Selected excerpt

########

The importance of preparing students for the workplace
Dr Joseph Spence, head of Dulwich College, discusses the value careers-based workshops can bring to independent schools and their state school partners.
Careers education is an important element of a school’s provision, and a service one cannot introduce to pupils too early. Prospective parents, even of 11‐year‐olds, are asking far more questions than they used to about how we are preparing children for the workplace of the future. This is inevitable given all of the rhetoric about the percentage of jobs not yet created into which our pupils will move, and the fact that they will likely have multiple careers, possibly across many countries or continents, over the course of long working lives.
Networking events focused on particular professions or industries have proven immensely popular. These bring together former pupils and current and past parents, alongside pupils from both independent and state schools.
However, it is also useful to look for ways older pupils can deliver light‐touch advice to their younger peers at partner schools. As co‐director of the Southwark Schools Learning Partnership, I have been delighted in recent years to be able to encourage a hub of careers advisers from a good number of our 16 schools (12 state schools and four independent schools) to share best practice between schools and across the sectors. Latterly, we have had our own students help focus the minds of younger pupils at a partner school on potential university applications and the world of careers.
Last June, a group of Year 10 students from City Heights E‐ACT Academy in South East London had a careers workshop with our careers adviser at Dulwich College, and a group of the College’s Year 12 students. The workshop introduced the UCAS process with a short ‘true or false’ activity, with students from both schools working in teams to decide on the veracity of various statements. The statements included the number of applicants to university through UCAS, World University Rankings, average graduate salaries and deciding what degree courses some famous people had taken. This was an effective ice-breaking exercise, which ensured that no one could feel he or she was an expert when it came to university admissions.
The Year 10 City Heights students were then given a brief overview of the UCAS applications process and the Year 12 students explained what A‐levels they were doing and the different courses and universities they were planning to apply to. The City Heights pupils were introduced to course and career options they had not previously considered, while the Dulwich College pupils said it really helped them to clarify their own plans by having to articulate them for younger pupils.

########

Aim of the task
Continue the article above on careers education for school pupils, starting right after its final sentence.

########

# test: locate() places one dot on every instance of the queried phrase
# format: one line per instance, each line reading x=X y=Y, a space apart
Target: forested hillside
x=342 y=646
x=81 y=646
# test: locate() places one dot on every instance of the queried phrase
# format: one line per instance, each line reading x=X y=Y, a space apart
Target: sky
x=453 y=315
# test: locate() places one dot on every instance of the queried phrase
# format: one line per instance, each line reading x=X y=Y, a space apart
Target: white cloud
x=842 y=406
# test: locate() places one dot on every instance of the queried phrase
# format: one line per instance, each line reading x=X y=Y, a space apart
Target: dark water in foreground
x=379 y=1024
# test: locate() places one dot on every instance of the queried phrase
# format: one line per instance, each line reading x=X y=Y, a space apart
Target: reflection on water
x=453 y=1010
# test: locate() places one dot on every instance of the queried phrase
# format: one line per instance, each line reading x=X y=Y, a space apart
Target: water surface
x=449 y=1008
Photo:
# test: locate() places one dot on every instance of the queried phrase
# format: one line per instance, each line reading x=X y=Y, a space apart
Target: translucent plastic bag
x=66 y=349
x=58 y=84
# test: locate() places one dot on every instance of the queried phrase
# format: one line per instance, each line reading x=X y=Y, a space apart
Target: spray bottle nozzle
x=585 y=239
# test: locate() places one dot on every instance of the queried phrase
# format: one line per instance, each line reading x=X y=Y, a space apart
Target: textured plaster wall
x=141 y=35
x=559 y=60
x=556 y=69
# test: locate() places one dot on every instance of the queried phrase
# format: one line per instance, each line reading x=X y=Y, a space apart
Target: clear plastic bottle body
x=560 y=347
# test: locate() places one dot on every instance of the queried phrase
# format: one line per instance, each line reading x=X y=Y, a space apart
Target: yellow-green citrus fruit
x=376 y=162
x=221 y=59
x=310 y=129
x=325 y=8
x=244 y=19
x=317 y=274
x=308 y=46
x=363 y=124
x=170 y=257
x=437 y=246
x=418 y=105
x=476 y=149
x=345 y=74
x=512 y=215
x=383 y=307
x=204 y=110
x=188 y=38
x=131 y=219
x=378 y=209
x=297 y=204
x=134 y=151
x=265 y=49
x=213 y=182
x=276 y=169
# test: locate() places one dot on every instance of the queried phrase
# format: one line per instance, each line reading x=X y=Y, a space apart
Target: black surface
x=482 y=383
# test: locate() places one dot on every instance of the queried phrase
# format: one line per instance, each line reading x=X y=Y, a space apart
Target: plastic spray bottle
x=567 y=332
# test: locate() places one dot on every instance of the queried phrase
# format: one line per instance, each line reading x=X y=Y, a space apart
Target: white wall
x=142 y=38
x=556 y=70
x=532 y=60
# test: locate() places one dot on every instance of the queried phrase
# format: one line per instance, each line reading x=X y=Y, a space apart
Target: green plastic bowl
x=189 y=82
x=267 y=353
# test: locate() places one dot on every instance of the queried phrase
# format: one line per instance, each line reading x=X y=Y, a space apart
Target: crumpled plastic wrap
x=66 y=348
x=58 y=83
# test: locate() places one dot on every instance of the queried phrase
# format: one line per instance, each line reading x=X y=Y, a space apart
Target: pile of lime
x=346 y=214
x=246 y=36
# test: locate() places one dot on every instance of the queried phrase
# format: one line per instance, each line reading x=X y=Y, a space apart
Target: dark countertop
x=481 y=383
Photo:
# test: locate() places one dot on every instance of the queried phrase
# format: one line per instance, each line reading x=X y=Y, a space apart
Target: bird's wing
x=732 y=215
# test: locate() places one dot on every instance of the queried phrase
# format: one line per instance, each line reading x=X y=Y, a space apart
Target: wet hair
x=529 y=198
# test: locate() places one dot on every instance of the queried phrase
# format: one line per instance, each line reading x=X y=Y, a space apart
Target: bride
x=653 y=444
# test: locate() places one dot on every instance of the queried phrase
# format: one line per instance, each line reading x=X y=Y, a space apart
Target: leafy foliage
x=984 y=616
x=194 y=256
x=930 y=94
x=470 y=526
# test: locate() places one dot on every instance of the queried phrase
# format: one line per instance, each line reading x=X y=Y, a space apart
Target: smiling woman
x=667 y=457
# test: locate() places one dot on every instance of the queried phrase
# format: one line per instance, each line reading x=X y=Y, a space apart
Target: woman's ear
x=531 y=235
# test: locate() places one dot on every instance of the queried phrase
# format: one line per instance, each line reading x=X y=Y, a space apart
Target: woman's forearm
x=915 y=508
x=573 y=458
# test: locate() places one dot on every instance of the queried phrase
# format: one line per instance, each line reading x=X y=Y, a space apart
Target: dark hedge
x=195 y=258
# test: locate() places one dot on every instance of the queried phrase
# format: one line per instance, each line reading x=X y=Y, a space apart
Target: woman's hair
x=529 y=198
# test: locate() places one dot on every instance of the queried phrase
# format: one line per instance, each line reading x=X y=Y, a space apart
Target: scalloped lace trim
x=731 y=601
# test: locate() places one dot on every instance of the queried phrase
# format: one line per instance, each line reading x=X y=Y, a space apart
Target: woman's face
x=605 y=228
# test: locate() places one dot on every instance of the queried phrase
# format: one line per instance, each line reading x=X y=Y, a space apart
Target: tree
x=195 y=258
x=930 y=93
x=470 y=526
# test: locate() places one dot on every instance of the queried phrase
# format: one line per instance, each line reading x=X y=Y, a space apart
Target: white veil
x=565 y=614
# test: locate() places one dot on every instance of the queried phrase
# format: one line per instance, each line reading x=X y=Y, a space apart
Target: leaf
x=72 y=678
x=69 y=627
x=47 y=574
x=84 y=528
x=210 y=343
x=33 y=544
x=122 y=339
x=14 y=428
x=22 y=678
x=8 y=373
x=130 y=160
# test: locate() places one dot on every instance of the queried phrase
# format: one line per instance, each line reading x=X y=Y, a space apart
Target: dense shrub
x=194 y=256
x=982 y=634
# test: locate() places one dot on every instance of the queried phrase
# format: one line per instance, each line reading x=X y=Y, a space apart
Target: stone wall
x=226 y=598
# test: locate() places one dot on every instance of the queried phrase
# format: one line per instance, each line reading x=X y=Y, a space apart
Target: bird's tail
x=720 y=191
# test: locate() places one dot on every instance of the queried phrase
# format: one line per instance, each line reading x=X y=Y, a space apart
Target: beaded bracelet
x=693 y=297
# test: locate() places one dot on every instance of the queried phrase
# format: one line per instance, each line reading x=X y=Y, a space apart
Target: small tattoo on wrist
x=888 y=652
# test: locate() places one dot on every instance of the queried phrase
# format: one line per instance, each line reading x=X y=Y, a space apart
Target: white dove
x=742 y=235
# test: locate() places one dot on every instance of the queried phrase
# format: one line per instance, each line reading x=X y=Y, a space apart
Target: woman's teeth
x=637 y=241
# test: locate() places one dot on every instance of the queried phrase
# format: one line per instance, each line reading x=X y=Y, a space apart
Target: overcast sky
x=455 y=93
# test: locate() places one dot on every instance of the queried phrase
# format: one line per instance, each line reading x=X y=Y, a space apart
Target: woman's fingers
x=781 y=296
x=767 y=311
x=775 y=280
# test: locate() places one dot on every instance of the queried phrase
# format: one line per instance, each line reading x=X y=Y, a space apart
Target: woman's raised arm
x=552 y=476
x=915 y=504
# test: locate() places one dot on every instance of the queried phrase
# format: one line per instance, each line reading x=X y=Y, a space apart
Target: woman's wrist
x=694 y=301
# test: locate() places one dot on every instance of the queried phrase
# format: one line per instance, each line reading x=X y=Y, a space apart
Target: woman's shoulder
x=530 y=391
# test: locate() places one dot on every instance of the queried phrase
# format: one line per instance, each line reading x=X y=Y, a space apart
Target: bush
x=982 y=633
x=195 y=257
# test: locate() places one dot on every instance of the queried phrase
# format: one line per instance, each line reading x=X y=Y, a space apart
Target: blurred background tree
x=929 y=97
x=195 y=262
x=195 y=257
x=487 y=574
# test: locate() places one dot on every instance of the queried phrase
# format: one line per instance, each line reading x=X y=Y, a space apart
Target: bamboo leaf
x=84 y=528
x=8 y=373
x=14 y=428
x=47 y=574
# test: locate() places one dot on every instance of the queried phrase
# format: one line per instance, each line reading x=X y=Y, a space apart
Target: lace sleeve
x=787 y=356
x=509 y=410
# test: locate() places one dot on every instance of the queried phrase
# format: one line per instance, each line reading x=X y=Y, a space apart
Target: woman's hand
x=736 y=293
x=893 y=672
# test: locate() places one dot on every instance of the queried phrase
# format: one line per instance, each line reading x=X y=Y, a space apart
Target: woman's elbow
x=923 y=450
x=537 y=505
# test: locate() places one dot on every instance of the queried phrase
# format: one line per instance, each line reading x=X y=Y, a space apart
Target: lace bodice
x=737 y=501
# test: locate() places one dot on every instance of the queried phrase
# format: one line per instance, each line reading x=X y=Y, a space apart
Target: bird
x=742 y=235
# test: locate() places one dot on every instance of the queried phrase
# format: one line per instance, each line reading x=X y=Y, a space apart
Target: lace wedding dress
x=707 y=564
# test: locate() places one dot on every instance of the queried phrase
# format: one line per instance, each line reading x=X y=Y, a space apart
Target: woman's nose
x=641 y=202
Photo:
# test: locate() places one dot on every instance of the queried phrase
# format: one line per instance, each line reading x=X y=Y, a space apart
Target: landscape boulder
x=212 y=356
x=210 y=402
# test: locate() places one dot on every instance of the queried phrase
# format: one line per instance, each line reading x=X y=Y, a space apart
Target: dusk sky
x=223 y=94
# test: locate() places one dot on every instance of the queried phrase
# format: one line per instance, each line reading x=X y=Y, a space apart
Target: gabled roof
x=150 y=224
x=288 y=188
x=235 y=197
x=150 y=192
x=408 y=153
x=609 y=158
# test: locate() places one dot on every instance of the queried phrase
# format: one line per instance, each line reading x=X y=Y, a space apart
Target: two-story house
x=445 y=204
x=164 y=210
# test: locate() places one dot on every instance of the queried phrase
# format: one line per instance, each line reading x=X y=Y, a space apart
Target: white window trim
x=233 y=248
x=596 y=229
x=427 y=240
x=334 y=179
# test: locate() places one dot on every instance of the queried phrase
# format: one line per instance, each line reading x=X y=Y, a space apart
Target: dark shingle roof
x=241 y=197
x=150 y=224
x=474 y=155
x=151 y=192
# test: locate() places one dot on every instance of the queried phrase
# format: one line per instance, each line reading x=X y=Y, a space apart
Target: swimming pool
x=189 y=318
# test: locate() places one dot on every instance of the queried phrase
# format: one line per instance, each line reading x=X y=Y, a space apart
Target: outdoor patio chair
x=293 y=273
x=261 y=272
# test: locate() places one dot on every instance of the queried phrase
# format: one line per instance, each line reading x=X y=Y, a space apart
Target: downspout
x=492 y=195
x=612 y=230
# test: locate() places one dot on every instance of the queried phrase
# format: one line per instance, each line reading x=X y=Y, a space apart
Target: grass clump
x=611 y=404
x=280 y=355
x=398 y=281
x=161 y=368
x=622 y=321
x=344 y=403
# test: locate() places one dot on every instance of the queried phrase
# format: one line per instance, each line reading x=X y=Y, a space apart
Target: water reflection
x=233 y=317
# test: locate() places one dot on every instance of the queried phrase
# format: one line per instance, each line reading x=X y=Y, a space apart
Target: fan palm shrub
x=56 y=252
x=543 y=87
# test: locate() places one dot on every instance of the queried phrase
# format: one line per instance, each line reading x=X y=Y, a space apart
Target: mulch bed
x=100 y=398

########

Result for this task
The next activity consisted of a wide‐ranging discussion of the likely nature of jobs in the future that haven’t been created yet. Students were also advised about courses and careers on to which one could move later, e.g. becoming a solicitor or barrister via a post‐graduate law conversion course.
The final part of the workshop consisted of a question and answer session, much of which focused on what subjects were needed for certain careers. This also gave the Dulwich students and their careers adviser the opportunity to talk about the importance of engaging in co‐curricular activities that might support a career aspiration, such as volunteering in a hospital or care home for healthcare related careers. The feedback from the session was universally positive and this workshop has provided a template Dulwich College will consider repeating at City Heights and taking to other 11‐16 partner schools.
There was a time when the only careers advice the head of an independent school needed to offer sixth formers was on how to write a personal statement. Those days are long gone. Whether explicitly or implicitly, the new order is that everything we do with our students has some bearing on preparing them for the fast-changing workplace. The jobs they will go into may be newly minted or newly branded, but the skills and aptitudes they will require to succeed in them are, in fact, those which have always been needed in the world of work: the ability to lead on a project, to work in a team, to communicate clearly and the ability to think outside the box.
All this they learn in their representation of the school on its sport field, in the joining of musical and theatrical ensembles, in their community projects and charitable fundraising and in their adventurous activities. We are all careers educators now – but explicit, nuanced careers advice delivered by those who work hard to keep up to speed with changes in the major (and new) professions, is still absolutely essential.